Consignes de l'exercice:
A: Recopiez l'extrait sur la communication en temps d'épidémie en commençant aux mots « Au 2 juin 2020, on » et en vous arrêtant après « ces dernières décennies. », et substituez « chiffres » à « statistiques ».
B: Prolongez l'extrait sur la communication en temps d'épidémie à partir de l'endroit où il s'arrête.

Communiquer en temps d’épidémie : un exercice périlleux pour la puissance publique

Au 2 juin 2020, on comptait 152 091 cas de coronavirus en France à l’échelle nationale et 28 883 décès liés à la maladie. Bien que dramatiques et déjà conséquentes, ces statistiques sont à mettre en perspective avec les précédentes épidémies que le territoire français a connues et à relativiser, tant les progrès réalisés par la médecine et l’épidémiologie ont été immenses durant ces dernières décennies.

Cette revue historique de deux exemples de situation de pandémie dans l’histoire permet de remettre en perspective les moyens d’action des gouvernements et leur façon de communiquer leurs mesures de protection aux concitoyens. Il a fallu un peu plus d’un siècle et demi au royaume de France pour éradiquer complètement la peste de son territoire au gré de l’élaboration de différents règlements sanitaires par villes, comtés et duchés.

Données fournies:

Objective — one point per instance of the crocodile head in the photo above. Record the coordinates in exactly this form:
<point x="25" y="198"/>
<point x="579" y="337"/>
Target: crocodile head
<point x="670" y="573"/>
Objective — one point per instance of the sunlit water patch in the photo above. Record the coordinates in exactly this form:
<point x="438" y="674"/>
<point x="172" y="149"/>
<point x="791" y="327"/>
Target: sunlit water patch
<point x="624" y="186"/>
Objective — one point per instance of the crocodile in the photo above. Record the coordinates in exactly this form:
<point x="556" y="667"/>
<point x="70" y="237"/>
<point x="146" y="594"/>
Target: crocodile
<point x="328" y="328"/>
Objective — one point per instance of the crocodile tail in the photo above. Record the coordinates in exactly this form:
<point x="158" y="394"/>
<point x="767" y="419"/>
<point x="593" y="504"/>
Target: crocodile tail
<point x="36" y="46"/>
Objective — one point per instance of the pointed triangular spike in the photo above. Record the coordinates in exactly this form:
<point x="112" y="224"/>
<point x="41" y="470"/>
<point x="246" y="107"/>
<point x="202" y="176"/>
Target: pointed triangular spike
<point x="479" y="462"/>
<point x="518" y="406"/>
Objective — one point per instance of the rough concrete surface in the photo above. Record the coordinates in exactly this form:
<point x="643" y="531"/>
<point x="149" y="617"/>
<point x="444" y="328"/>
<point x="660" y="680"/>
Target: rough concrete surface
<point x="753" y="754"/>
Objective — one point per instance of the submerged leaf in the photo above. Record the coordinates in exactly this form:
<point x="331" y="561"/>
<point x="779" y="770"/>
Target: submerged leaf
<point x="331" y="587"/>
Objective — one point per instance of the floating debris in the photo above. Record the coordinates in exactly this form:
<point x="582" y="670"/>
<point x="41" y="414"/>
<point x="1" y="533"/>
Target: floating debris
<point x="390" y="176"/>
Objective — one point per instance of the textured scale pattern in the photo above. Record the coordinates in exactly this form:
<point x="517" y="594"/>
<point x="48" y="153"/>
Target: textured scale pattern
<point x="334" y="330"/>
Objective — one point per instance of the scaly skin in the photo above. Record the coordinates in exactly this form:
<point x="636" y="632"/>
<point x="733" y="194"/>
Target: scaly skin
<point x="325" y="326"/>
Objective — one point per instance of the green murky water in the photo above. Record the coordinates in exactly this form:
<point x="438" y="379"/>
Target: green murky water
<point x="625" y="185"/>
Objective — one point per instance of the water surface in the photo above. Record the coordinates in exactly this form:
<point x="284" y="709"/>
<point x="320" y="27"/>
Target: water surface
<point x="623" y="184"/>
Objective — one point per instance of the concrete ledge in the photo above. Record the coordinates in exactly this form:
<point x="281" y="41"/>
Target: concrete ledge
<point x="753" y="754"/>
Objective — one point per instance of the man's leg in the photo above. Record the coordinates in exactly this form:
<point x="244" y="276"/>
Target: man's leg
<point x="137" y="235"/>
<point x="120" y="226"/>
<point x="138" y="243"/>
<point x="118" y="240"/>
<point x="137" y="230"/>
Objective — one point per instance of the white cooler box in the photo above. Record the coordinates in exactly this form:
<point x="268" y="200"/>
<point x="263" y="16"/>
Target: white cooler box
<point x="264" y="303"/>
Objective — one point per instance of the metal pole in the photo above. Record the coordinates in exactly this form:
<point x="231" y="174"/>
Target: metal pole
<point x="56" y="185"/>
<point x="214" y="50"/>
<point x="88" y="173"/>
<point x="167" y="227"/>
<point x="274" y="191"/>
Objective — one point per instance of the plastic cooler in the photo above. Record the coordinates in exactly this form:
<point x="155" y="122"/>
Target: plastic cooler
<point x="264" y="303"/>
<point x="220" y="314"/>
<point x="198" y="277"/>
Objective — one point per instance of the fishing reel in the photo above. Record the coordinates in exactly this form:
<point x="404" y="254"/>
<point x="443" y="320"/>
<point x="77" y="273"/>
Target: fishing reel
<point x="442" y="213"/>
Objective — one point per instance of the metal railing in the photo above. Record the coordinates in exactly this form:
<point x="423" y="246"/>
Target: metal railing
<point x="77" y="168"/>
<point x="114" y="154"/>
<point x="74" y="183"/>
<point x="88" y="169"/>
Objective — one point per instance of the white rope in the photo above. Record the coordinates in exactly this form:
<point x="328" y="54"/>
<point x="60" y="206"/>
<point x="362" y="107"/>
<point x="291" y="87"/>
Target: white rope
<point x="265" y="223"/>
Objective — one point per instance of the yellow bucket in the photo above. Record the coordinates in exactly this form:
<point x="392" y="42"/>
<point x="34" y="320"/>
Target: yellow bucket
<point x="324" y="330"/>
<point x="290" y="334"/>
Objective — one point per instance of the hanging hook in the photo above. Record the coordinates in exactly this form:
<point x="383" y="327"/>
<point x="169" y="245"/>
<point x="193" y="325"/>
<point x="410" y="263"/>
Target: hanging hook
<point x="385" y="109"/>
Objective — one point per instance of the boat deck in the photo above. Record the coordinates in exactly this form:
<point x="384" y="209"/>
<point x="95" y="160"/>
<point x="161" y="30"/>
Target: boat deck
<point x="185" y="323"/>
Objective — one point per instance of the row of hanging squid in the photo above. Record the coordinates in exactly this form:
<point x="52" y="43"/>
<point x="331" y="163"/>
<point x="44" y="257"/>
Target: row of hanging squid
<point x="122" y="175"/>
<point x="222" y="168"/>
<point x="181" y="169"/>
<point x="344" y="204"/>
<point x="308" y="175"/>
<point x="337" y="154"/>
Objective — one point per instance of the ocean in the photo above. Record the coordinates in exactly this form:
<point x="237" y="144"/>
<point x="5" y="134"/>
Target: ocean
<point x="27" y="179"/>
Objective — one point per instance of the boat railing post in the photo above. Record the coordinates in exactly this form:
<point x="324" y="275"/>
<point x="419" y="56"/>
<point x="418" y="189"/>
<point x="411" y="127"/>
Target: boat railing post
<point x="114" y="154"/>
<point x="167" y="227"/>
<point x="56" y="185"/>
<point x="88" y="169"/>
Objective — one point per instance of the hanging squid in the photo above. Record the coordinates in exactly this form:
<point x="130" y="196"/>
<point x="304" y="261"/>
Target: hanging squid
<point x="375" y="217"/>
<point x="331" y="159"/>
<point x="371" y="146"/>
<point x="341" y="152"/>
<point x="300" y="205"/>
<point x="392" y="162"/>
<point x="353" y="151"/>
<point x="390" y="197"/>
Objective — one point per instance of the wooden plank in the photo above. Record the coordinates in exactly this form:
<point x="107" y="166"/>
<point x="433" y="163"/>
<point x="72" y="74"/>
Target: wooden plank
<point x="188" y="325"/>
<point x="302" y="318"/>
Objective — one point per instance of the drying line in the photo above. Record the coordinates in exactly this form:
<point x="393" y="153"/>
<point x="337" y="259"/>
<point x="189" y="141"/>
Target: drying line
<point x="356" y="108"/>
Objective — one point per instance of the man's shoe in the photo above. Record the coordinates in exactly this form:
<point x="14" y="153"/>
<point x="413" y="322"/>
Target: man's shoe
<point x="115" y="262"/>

Réponses par consigne:
A:
Au 2 juin 2020, on comptait 152 091 cas de coronavirus en France à l’échelle nationale et 28 883 décès liés à la maladie. Bien que dramatiques et déjà conséquentes, ces chiffres sont à mettre en perspective avec les précédentes épidémies que le territoire français a connues et à relativiser, tant les progrès réalisés par la médecine et l’épidémiologie ont été immenses durant ces dernières décennies.

B:
Du temps de la pandémie de choléra, les moyens de communication et d’accès à l’information avaient largement progressé. L’autorité publique a joué son rôle de sensibilisateur de l’opinion publique en mobilisant crieurs et afficheurs publics pour répandre nouvelles et conseils. Si l’épidémie fut fatale à des milliers de personnes, on peut affirmer que les campagnes d’affichage ont pu, dans une certaine mesure, limiter la propagation du fléau.

Le gouvernement, aujourd’hui principal garant de la santé de la population a usé de tout son arsenal de communication pour prévenir, sensibiliser, protéger et informer. Ce n’est d’ailleurs pas un hasard si la gestion de la crise sanitaire a entraîné une hausse de 15 à 20 millions d’euros des dépenses du Service d’information du gouvernement.

Le poids de la rumeur en temps de crise : une tare intemporelle

Certes, il est toujours possible de remettre en question certains choix, certaines mesures qui ont pu sembler trop tardives ou trop hâtives mais une chose est sûre : les pouvoirs publics n’ont jamais cessé de communiquer. La communication en temps de pandémie n’est d’ailleurs pas le seul fait des autorités. Elle est aussi celui des populations, et cela suppose forcément quelques effets pervers.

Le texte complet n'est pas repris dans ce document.